THE EXERCISE ▸ Everything from the line containing "Task: set a point on the tail" down to the last line of the entries below must be transcribed exactly, and nothing else.

##### RECORDS SUPPLIED #####

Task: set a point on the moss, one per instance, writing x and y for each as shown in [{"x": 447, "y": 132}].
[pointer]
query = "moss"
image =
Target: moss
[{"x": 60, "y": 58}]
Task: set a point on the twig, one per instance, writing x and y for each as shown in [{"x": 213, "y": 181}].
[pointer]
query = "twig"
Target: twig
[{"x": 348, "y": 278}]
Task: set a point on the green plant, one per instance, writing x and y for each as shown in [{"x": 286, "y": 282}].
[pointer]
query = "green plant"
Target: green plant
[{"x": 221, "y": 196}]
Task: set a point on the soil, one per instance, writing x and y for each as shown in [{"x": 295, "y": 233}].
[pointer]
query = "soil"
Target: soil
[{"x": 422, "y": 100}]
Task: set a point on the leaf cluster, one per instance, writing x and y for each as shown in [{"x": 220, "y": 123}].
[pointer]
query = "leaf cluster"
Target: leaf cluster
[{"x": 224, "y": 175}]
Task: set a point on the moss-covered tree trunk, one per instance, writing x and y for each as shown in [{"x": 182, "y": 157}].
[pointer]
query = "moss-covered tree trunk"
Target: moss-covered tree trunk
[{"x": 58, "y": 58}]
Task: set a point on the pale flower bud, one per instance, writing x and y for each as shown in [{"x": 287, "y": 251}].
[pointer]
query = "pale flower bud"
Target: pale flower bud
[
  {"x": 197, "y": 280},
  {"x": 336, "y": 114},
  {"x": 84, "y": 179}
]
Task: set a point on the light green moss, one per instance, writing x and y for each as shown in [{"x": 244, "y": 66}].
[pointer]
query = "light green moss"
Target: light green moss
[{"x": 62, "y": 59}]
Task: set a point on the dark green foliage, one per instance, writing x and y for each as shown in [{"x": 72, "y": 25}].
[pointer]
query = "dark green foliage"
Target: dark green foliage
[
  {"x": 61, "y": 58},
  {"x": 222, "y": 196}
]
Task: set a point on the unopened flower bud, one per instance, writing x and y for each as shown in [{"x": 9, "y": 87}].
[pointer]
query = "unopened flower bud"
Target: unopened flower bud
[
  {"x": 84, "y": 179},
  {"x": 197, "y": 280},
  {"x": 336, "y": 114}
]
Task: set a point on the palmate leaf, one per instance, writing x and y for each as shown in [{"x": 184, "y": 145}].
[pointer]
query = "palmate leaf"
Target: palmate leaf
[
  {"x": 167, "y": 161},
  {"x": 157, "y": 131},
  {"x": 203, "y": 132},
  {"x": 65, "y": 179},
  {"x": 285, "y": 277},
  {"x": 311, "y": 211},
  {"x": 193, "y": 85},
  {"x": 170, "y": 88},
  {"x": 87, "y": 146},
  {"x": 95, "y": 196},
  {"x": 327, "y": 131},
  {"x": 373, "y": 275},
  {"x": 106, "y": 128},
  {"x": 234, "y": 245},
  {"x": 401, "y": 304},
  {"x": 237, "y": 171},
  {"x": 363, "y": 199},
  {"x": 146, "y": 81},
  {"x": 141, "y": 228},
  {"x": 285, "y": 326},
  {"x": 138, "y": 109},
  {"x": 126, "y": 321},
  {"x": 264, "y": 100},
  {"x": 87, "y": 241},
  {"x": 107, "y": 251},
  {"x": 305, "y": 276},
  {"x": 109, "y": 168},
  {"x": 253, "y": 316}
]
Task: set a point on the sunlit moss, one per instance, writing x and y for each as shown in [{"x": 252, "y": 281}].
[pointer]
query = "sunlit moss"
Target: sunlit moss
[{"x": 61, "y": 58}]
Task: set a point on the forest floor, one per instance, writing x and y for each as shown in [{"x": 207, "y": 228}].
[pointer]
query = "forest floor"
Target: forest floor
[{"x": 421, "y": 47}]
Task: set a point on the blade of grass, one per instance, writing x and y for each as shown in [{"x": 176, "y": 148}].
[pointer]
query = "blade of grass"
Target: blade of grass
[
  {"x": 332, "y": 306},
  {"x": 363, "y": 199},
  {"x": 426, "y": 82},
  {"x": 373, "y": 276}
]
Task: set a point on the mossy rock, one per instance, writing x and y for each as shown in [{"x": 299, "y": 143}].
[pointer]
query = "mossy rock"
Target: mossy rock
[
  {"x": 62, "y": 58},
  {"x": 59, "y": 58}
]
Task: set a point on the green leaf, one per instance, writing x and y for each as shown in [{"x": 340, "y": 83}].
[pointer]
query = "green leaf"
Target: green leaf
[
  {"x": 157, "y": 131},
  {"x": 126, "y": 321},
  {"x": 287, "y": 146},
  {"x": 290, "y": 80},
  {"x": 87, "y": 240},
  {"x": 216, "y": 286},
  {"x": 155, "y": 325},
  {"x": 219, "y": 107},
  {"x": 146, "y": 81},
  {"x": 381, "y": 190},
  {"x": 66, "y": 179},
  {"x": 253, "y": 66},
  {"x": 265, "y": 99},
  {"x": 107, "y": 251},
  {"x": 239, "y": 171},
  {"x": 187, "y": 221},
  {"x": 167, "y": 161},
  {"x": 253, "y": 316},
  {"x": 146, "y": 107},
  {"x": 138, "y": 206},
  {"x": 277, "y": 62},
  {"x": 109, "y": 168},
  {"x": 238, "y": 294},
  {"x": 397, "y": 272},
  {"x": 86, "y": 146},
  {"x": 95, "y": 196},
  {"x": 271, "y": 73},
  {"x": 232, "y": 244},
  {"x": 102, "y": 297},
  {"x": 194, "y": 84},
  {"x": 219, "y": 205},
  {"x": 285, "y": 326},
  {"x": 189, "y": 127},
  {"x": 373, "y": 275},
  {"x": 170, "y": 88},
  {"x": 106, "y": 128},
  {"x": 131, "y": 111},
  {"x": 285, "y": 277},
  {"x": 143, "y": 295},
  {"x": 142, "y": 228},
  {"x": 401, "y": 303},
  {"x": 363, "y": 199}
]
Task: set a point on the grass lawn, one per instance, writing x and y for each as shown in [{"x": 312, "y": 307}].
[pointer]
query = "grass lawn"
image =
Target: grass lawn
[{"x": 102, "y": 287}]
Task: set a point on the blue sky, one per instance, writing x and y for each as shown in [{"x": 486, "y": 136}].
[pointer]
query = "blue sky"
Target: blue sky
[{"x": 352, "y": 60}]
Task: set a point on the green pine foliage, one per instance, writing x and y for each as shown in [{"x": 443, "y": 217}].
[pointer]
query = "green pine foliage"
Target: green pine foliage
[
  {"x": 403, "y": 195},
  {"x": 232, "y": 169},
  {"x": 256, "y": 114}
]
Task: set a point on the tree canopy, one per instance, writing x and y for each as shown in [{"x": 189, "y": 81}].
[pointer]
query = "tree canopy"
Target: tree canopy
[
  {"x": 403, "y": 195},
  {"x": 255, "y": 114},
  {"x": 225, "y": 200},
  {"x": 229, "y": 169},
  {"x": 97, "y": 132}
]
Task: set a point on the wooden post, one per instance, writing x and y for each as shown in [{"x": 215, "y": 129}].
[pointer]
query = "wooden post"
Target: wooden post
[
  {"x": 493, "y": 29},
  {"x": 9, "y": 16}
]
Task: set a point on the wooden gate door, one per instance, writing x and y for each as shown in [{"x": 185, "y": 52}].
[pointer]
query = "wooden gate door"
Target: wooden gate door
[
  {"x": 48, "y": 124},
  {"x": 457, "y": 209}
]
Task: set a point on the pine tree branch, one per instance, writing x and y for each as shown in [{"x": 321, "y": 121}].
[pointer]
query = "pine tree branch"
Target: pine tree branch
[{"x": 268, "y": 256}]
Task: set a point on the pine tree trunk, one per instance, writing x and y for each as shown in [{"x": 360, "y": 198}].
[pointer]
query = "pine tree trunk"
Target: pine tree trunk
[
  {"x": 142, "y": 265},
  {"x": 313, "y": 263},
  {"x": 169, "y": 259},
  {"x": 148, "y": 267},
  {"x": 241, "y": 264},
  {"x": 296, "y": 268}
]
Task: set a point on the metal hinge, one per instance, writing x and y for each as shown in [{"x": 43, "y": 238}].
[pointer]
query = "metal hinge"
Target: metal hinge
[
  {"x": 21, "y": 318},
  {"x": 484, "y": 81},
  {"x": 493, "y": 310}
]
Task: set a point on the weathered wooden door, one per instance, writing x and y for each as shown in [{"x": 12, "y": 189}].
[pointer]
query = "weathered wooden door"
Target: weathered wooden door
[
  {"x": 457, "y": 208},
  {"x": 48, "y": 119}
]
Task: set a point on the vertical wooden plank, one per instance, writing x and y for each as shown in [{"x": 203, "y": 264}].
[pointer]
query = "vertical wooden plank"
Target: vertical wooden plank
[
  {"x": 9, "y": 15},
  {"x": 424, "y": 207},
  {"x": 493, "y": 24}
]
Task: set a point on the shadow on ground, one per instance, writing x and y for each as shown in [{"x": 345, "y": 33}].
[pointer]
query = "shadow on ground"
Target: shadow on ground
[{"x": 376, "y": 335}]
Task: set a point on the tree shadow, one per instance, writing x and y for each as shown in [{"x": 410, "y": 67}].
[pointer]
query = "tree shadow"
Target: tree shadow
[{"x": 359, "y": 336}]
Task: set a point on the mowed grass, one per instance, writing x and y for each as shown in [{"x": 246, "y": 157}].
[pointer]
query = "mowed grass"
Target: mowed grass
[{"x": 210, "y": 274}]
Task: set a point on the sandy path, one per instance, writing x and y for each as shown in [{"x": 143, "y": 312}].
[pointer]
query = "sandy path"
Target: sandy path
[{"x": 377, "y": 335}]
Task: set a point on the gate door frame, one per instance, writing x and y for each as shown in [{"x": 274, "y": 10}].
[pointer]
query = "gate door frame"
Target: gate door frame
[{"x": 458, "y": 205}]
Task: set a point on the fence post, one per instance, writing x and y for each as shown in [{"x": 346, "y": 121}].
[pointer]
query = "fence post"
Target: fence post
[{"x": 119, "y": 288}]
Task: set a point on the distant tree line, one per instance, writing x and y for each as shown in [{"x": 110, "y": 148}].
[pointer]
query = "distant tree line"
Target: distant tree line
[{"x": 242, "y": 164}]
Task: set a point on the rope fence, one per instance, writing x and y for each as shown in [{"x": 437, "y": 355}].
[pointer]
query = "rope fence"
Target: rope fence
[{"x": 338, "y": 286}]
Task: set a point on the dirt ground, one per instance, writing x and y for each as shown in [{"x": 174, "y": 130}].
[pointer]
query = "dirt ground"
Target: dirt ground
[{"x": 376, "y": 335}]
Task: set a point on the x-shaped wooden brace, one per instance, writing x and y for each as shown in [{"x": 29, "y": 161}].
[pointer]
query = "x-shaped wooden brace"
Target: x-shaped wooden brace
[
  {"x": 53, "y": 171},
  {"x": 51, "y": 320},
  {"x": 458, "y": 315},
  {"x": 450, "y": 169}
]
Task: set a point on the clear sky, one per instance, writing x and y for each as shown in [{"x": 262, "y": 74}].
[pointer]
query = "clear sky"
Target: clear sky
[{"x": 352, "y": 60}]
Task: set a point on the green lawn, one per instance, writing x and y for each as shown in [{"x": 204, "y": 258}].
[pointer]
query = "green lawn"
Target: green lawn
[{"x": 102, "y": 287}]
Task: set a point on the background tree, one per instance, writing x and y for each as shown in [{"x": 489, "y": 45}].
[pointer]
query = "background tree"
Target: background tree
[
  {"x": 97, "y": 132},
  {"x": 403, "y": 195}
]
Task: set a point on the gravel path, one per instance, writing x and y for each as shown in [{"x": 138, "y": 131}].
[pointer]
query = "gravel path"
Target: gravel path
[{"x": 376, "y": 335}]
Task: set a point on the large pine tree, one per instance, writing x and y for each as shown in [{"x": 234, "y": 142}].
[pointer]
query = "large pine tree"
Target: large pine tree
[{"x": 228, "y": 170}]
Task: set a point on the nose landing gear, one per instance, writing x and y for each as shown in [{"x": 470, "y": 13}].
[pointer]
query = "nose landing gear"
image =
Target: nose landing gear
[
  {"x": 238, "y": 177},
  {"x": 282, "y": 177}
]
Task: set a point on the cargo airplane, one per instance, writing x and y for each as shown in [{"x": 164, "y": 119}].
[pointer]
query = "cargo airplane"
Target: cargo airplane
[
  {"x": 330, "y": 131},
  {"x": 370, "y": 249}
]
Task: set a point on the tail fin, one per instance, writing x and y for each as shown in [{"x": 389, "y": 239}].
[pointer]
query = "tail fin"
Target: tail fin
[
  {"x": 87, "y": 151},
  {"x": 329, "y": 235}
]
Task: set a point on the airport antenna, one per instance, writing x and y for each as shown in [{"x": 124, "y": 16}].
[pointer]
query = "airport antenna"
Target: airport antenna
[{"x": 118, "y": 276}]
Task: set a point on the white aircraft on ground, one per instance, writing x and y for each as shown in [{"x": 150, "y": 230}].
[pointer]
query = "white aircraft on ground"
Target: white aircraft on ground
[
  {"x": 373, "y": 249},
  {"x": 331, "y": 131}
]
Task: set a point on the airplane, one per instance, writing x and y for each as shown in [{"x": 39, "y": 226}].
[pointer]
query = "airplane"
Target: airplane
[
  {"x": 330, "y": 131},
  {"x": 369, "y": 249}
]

#####

EXERCISE OUTPUT ▸
Task: set a point on the tail fin, one per instance, writing x and y for each as shown in [{"x": 389, "y": 239}].
[pointer]
query = "tail fin"
Target: tail fin
[
  {"x": 87, "y": 151},
  {"x": 329, "y": 235}
]
Task: set a point on the airport antenna, one per instance, writing x and y for each as shown in [{"x": 124, "y": 16}].
[pointer]
query = "airport antenna"
Target: airport antenna
[{"x": 118, "y": 276}]
Task: set a point on the white aircraft on ground, one per instance, writing x and y for each as shown in [{"x": 150, "y": 230}].
[pointer]
query = "white aircraft on ground"
Target: white aircraft on ground
[
  {"x": 373, "y": 249},
  {"x": 331, "y": 131}
]
Task: set a point on the airplane, one per instance, writing x and y for each as shown in [{"x": 39, "y": 226}].
[pointer]
query = "airplane"
Target: airplane
[
  {"x": 330, "y": 131},
  {"x": 369, "y": 249}
]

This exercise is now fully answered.